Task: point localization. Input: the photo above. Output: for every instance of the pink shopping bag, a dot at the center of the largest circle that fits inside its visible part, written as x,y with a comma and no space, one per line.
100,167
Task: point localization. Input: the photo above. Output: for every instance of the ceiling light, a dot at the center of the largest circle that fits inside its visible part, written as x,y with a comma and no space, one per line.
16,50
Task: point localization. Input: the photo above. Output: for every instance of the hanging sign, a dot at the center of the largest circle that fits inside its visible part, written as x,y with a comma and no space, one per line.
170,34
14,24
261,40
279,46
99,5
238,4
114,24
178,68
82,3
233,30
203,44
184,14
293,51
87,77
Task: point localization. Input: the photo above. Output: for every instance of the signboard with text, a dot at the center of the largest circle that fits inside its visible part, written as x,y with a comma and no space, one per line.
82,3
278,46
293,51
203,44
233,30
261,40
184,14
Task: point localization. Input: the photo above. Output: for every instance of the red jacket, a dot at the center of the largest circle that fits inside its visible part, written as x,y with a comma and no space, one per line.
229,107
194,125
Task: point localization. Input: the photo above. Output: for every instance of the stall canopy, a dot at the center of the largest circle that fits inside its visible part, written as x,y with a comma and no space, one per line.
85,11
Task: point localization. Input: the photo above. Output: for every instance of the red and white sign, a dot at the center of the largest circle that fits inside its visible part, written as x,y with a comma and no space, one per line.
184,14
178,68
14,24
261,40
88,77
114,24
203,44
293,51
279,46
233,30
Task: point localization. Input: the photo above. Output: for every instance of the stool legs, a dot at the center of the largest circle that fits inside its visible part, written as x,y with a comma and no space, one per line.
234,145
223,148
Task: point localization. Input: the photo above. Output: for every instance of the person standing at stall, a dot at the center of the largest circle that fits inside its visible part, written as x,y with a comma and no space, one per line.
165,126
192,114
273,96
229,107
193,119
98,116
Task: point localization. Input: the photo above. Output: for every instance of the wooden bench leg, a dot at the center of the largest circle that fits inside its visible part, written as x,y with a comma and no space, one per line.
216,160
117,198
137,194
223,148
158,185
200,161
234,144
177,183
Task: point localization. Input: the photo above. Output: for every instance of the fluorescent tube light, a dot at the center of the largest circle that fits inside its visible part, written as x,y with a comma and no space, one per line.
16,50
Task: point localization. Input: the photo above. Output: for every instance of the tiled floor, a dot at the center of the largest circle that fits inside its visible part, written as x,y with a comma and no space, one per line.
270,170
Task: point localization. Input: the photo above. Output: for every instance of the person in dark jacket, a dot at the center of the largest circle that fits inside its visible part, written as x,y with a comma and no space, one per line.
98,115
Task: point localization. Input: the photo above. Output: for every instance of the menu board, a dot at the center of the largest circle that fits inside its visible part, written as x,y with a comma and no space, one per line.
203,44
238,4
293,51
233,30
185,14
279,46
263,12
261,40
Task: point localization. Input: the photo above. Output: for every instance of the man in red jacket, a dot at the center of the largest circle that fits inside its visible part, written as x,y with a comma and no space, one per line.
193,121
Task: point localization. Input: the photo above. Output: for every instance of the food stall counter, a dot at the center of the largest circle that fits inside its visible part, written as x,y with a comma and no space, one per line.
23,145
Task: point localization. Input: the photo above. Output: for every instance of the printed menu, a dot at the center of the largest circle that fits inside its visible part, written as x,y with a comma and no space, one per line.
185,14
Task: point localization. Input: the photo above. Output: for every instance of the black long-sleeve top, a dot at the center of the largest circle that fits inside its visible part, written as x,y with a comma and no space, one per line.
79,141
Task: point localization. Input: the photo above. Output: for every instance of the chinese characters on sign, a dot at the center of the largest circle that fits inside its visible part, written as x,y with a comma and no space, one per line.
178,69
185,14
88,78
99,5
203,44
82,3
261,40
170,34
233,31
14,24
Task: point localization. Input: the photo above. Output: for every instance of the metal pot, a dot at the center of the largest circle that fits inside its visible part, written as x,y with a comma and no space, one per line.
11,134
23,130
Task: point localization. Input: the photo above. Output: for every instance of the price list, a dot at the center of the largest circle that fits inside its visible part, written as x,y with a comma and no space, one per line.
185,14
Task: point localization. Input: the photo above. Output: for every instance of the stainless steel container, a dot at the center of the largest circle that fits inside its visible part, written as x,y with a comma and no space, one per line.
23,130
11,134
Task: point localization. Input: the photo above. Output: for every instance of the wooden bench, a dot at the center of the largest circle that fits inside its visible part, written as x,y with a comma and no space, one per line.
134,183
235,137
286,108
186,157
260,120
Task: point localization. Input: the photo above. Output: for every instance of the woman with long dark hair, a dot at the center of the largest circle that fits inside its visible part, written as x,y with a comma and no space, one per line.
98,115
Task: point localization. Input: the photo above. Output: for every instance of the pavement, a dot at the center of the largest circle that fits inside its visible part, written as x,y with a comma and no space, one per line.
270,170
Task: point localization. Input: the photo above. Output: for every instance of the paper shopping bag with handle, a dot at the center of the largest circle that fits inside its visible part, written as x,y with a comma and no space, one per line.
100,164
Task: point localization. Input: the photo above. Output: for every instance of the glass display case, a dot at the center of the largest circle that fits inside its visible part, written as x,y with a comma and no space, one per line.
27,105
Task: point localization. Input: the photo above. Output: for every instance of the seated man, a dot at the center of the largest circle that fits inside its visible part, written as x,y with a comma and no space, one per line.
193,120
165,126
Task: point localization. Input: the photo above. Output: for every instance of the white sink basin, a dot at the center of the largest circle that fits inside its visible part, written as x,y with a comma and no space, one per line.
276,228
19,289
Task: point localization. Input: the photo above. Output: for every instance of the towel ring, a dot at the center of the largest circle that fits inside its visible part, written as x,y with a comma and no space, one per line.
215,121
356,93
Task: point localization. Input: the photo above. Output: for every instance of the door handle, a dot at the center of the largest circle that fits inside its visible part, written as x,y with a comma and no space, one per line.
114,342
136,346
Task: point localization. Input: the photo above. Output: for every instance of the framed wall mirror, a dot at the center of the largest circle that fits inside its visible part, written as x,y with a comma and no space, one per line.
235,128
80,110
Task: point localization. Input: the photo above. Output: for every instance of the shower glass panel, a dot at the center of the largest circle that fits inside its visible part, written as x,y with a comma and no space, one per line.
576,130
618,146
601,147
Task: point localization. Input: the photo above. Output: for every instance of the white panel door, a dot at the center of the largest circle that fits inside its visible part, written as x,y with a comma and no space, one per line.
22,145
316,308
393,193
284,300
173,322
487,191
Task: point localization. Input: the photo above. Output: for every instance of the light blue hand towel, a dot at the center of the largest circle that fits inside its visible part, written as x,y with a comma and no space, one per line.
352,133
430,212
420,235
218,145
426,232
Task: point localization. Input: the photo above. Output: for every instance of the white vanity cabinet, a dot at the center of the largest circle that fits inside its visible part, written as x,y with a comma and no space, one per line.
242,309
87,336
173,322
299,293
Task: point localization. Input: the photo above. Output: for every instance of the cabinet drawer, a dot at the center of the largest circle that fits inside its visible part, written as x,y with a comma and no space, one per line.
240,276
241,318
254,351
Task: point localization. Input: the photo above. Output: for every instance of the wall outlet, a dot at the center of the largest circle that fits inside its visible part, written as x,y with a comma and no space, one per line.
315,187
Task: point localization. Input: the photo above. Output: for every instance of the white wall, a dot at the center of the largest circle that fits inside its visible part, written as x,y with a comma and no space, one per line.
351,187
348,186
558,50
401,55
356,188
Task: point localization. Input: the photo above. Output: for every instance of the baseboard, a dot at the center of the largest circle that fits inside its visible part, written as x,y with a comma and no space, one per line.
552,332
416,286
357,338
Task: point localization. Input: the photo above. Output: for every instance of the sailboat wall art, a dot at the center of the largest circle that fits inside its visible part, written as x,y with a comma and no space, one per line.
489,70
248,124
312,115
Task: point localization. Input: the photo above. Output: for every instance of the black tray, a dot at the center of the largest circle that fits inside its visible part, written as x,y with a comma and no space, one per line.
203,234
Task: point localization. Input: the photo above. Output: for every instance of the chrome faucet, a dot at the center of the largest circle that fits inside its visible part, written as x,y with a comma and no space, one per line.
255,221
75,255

#### [Stated exercise]
Extract exactly the lines between the line containing "the baseboard, a" and the end of the data, including both.

#### [Result for this task]
Task: point localization. Input: the photo above. Output: for every instance of the baseboard, a dot at the center of the largest circle that fits inside its visible part, written as x,y with a comma and no space, one per line.
552,332
416,286
357,338
Task: point localization. Input: the photo above. Output: for every instance of the sailboat wall art, a dot at the center of the largest circle that fits inside its visible part, written as x,y with a comma and no space, one per line.
489,70
248,124
312,115
Task: point localization. Input: the photo above. Output: for every instance of the black tray, a dot at the center of the largest circle that fits inside its visible part, written as x,y with a comma and no space, one per line.
203,234
Task: point localization. Input: the photo above. Output: for every instance of the chrome faucet, a dot at the center of the largest circle that fits inside its visible part, written as x,y with a comma and no space, one per line.
255,221
75,255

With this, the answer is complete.